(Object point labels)
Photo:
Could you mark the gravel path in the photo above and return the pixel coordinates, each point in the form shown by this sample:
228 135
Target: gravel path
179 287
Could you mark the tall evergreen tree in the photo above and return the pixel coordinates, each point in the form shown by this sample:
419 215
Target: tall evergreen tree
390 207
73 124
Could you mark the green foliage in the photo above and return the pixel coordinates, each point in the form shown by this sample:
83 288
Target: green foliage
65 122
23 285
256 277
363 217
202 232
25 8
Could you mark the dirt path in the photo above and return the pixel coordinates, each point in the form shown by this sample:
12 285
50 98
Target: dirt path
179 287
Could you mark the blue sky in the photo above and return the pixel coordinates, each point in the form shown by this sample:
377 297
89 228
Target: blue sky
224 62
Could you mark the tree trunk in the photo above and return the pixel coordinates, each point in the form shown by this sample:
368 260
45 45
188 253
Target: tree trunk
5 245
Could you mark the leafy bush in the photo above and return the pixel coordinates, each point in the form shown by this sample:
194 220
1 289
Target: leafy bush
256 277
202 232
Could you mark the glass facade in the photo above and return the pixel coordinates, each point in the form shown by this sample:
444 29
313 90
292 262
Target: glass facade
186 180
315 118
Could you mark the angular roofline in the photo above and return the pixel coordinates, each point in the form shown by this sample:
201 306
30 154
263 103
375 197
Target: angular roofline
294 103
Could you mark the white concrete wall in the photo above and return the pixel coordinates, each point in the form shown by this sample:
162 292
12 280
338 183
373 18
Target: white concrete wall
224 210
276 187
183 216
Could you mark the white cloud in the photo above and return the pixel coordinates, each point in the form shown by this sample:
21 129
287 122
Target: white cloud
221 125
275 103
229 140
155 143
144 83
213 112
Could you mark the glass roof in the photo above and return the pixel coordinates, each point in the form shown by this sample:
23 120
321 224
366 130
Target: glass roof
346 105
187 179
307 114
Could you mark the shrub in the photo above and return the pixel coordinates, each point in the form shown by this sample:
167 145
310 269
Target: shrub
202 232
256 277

- What is being asked -
Retype the entries above word for word, keeping every line in its original order.

- Solution to this exercise -
Photo:
Could you mark the gravel path in the photo above and return the pixel coordinates, each point in the form shown by this sample:
228 135
Target: gravel path
179 287
Could you mark the tall evergreen tree in the photo above and return the pixel coordinates, each point in the form shown by this sample:
419 215
Target: tall evergreen tree
390 207
73 124
Could you mark the green foliage in the photo above and return the pixel coordinates, each point in the form shown by this sample:
83 288
Target: green foliage
65 122
23 285
256 277
363 217
202 232
25 8
Could you mark the dirt path in the photo above and return the pixel coordinates, each point in the form shown by this sample:
12 285
50 98
Target: dirt path
179 287
Could you mark the blue sky in the photo above and return the pixel coordinates, each point in the form shown by this sample:
377 297
89 228
Target: blue sky
224 62
Could you mark the tree trunk in the photo above and return the pixel coordinates, each point in the form shown by this sample:
368 260
45 45
188 253
Target: tree trunk
5 245
Could you mark the leafy bush in the photo above and return the pixel coordinates, each point in the form shown by this sample:
194 220
1 289
Target: leafy bush
256 277
202 232
Could you mark the glass facade in the photo above and return the pixel coordinates, each point in the form shown by this sample:
444 29
313 90
292 262
Target: glass facade
186 180
315 118
Could you mark the angular roofline in the photo above and return the pixel coordinates, each point in the form shown by this sample:
201 306
30 154
263 103
375 197
Target: angular roofline
294 103
Could you mark the white concrete wall in the photo above and return the pixel coordinates, each point in the form shown by this sample:
162 292
12 280
338 183
373 18
Target: white concrete wall
224 210
276 187
183 216
Could you mark the white cloud in the photo above and return the pixel coordinates, each point in the form shown by this sample:
21 129
287 122
Target: white cloud
221 125
275 103
229 140
155 143
144 83
213 112
Could you mark the glass roof in the photo above and return the pixel coordinates, each point in the form shown by this sample:
23 120
321 224
366 130
Target: glass roof
346 105
187 179
307 114
Could you mark the shrub in the photo above and return the pixel coordinates, each point in the form shown by this sample:
167 145
310 269
Target: shrub
202 232
256 277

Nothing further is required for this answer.